Task brief: Where the word "balloon" shows up in the entries below, please copy the whole line.

(Listed records Opens)

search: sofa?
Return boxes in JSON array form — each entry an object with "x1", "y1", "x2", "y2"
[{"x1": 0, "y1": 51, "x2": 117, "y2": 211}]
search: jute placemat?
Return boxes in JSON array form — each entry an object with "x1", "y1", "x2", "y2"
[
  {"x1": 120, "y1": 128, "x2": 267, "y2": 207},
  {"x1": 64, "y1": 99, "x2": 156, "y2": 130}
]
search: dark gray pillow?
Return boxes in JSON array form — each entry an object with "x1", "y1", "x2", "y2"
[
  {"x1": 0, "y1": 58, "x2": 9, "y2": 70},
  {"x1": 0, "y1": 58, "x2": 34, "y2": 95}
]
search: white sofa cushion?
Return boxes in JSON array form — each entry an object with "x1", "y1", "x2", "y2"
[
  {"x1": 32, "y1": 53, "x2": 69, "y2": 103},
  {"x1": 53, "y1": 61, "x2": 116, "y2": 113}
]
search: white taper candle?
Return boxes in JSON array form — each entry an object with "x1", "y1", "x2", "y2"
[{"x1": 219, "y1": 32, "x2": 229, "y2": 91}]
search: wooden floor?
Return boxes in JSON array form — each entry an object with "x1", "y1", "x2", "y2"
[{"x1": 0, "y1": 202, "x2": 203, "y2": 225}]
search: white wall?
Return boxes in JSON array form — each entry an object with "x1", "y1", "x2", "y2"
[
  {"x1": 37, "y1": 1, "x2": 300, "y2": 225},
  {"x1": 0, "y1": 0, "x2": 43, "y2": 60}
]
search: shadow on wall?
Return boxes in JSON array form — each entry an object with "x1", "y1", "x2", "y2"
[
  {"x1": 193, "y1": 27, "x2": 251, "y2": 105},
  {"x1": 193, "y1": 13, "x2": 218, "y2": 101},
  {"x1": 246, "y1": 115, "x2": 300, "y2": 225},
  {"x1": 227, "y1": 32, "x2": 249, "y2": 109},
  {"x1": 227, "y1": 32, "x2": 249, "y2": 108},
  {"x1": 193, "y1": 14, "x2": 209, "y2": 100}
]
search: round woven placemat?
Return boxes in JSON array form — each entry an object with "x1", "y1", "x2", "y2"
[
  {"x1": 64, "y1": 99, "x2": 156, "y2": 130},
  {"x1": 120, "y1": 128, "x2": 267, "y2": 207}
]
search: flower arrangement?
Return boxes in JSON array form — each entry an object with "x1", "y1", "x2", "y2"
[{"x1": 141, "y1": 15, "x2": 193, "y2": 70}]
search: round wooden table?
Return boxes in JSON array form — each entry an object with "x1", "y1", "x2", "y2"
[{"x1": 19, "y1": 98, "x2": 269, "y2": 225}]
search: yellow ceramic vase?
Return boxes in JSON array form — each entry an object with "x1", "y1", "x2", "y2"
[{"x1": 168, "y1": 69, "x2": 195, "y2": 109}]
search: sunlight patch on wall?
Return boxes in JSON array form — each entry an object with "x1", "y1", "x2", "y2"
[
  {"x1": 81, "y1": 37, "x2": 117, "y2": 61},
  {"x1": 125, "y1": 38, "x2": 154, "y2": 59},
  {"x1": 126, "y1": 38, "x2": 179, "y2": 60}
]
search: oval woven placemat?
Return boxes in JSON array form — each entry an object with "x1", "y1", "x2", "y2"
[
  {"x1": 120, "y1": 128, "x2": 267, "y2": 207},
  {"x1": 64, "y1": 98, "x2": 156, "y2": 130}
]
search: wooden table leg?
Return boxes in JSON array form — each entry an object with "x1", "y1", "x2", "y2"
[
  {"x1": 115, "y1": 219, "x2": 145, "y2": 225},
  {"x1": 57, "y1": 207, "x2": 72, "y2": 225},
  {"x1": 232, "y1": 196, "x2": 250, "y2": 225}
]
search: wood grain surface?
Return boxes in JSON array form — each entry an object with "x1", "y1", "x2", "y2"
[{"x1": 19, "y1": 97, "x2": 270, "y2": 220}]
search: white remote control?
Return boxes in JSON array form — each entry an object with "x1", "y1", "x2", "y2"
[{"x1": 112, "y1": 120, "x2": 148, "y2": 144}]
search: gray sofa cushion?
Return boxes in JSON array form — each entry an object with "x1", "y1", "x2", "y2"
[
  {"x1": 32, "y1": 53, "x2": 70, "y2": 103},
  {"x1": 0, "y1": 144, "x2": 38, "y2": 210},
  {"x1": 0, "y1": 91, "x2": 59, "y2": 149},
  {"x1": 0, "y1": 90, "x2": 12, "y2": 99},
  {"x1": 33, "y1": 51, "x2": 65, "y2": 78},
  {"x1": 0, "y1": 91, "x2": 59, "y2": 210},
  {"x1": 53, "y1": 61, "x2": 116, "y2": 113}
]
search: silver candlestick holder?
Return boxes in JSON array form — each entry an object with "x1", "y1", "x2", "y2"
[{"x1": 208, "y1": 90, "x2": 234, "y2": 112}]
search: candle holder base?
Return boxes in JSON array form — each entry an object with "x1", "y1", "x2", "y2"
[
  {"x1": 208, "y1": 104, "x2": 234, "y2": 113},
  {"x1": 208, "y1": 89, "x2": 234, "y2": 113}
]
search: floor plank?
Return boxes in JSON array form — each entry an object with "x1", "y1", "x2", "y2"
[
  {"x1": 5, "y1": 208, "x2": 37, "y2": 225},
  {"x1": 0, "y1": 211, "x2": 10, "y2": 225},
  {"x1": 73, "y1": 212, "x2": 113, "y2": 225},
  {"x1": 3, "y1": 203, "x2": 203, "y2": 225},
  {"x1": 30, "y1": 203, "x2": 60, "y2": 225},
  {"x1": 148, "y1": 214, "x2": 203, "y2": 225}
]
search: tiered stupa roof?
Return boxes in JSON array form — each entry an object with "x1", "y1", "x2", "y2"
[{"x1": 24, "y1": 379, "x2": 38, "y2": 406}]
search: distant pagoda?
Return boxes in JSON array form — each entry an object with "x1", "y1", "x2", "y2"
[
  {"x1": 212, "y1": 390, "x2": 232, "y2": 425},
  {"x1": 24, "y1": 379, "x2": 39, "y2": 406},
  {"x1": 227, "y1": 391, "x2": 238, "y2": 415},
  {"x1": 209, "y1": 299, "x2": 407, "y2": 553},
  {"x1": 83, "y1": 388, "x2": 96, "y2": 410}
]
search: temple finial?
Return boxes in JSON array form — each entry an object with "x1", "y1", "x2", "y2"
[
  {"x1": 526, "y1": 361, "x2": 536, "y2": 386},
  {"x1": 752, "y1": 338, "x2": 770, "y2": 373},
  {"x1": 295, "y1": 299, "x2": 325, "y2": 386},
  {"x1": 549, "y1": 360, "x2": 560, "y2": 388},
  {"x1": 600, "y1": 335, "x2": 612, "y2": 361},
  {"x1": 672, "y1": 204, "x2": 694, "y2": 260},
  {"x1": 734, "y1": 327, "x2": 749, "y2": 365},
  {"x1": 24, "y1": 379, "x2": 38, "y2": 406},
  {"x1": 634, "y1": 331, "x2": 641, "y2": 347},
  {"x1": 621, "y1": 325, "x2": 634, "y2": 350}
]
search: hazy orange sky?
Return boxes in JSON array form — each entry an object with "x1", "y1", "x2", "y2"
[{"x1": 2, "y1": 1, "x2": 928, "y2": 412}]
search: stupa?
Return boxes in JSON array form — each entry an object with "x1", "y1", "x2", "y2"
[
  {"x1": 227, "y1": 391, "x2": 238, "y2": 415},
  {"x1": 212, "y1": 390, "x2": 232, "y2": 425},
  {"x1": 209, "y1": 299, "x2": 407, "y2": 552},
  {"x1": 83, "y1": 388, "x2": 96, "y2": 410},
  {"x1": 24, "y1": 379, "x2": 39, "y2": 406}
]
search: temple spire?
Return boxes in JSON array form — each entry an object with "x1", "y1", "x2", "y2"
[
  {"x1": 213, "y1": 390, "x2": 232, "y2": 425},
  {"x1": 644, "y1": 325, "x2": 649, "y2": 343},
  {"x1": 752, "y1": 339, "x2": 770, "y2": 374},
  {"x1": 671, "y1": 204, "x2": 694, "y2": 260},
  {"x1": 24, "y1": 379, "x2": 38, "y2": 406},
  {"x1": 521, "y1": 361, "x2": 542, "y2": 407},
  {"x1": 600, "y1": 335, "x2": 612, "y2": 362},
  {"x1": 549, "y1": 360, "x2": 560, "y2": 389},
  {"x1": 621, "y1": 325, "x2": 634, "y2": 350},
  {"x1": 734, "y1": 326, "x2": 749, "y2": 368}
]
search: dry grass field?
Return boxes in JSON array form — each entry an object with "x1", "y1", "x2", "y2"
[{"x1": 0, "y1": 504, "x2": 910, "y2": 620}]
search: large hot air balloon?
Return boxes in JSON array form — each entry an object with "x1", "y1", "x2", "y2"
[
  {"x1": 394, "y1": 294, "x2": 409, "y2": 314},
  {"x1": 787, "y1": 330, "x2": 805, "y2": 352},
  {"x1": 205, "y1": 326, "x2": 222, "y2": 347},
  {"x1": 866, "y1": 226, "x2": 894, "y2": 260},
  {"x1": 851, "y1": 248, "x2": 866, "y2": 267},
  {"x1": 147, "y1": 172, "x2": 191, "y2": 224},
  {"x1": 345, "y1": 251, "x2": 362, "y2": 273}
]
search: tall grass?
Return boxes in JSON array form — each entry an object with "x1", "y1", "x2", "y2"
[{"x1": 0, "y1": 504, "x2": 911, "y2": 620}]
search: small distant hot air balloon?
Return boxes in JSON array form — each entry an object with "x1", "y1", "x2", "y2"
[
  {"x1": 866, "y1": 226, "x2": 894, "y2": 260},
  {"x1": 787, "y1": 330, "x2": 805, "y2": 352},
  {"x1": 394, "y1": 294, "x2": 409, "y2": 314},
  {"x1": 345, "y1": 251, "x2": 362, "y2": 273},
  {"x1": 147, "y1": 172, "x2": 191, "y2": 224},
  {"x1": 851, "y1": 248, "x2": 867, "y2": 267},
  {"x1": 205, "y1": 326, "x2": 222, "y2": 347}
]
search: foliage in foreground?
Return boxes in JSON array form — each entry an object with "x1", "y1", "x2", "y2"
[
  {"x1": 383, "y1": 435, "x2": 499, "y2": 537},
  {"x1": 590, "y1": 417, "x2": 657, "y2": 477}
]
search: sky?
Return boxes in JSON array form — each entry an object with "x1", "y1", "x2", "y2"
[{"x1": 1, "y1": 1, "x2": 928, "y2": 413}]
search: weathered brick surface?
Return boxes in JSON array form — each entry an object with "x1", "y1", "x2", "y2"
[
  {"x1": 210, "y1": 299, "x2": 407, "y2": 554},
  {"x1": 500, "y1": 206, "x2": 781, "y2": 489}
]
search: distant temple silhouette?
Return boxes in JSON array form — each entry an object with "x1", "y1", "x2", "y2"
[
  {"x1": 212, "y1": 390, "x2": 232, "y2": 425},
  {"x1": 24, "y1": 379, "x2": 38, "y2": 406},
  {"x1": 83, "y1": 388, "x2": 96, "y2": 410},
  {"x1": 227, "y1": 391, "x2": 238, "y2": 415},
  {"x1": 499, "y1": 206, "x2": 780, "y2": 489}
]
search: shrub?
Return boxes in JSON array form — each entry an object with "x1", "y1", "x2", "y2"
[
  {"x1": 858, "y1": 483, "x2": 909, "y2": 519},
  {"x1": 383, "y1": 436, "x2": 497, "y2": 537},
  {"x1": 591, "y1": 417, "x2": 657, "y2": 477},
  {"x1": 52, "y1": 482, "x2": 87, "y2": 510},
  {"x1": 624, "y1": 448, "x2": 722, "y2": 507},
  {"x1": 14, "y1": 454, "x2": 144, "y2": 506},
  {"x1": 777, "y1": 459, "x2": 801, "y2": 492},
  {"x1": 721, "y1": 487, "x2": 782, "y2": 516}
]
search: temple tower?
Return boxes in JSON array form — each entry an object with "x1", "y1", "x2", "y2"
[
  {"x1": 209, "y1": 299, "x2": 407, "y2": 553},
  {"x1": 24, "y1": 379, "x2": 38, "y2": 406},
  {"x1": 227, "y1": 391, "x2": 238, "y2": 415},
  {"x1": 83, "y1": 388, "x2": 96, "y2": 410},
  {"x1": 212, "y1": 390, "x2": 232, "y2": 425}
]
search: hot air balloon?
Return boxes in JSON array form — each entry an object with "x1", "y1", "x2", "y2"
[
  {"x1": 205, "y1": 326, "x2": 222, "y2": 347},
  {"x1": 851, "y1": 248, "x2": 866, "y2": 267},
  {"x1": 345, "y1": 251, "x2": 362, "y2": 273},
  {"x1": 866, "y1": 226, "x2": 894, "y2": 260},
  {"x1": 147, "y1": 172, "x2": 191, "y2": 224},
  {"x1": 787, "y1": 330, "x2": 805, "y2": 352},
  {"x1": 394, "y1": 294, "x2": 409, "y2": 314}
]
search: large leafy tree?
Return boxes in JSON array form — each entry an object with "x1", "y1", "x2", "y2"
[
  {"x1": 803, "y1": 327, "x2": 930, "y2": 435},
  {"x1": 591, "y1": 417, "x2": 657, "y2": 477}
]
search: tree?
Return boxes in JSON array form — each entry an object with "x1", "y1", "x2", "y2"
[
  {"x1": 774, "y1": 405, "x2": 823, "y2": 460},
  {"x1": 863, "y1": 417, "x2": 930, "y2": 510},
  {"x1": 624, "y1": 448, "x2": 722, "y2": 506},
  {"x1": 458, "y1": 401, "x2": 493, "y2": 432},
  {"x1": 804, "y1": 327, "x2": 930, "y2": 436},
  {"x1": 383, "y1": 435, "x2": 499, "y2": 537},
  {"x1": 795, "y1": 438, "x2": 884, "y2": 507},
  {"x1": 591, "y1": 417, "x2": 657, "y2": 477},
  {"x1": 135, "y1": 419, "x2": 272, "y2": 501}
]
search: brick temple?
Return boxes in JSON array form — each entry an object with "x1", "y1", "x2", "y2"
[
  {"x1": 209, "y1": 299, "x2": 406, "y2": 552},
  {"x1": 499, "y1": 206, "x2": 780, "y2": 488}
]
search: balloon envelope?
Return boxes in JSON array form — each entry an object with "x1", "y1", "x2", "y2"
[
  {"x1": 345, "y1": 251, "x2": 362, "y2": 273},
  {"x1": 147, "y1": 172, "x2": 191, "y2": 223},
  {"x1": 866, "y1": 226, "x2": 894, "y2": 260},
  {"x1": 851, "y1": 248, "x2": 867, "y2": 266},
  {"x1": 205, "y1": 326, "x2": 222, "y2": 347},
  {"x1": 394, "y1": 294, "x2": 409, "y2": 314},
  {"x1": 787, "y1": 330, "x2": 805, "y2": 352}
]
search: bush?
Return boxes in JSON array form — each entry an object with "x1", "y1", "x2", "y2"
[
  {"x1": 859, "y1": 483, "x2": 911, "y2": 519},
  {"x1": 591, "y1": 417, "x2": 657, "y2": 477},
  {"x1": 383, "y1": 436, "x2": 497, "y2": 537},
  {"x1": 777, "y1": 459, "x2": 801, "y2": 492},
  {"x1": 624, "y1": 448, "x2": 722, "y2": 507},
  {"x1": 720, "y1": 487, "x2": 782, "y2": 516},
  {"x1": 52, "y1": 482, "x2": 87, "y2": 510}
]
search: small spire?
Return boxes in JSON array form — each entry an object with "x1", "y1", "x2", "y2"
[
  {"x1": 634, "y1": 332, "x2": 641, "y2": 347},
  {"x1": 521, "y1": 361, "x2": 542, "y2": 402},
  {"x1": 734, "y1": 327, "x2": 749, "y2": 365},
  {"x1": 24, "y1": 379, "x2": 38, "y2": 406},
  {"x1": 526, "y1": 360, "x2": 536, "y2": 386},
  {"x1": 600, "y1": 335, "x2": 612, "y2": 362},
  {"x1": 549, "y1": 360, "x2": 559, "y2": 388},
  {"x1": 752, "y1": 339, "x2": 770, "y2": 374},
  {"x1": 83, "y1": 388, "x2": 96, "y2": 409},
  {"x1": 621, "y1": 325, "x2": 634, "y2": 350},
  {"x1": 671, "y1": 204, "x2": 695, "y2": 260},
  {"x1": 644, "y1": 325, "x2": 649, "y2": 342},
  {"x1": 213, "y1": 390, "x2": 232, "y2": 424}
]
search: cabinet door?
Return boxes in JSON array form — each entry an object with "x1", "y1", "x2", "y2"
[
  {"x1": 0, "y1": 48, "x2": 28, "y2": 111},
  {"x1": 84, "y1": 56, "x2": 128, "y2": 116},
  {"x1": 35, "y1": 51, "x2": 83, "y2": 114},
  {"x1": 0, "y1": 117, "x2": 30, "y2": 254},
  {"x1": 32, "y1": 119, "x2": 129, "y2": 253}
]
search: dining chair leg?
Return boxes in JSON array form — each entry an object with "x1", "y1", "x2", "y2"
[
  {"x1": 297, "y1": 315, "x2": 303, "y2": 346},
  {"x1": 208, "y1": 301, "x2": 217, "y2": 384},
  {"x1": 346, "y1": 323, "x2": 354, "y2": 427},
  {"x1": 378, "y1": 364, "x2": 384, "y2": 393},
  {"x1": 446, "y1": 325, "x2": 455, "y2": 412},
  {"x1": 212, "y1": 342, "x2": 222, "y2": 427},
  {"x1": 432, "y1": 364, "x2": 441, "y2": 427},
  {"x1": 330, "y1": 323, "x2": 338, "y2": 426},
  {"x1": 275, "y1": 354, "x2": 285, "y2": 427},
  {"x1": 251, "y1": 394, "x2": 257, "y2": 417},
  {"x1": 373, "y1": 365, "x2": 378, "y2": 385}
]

(Listed records Closes)

Answer space:
search: large hot air balloon?
search: small distant hot air balloon?
search: hot air balloon?
search: balloon envelope?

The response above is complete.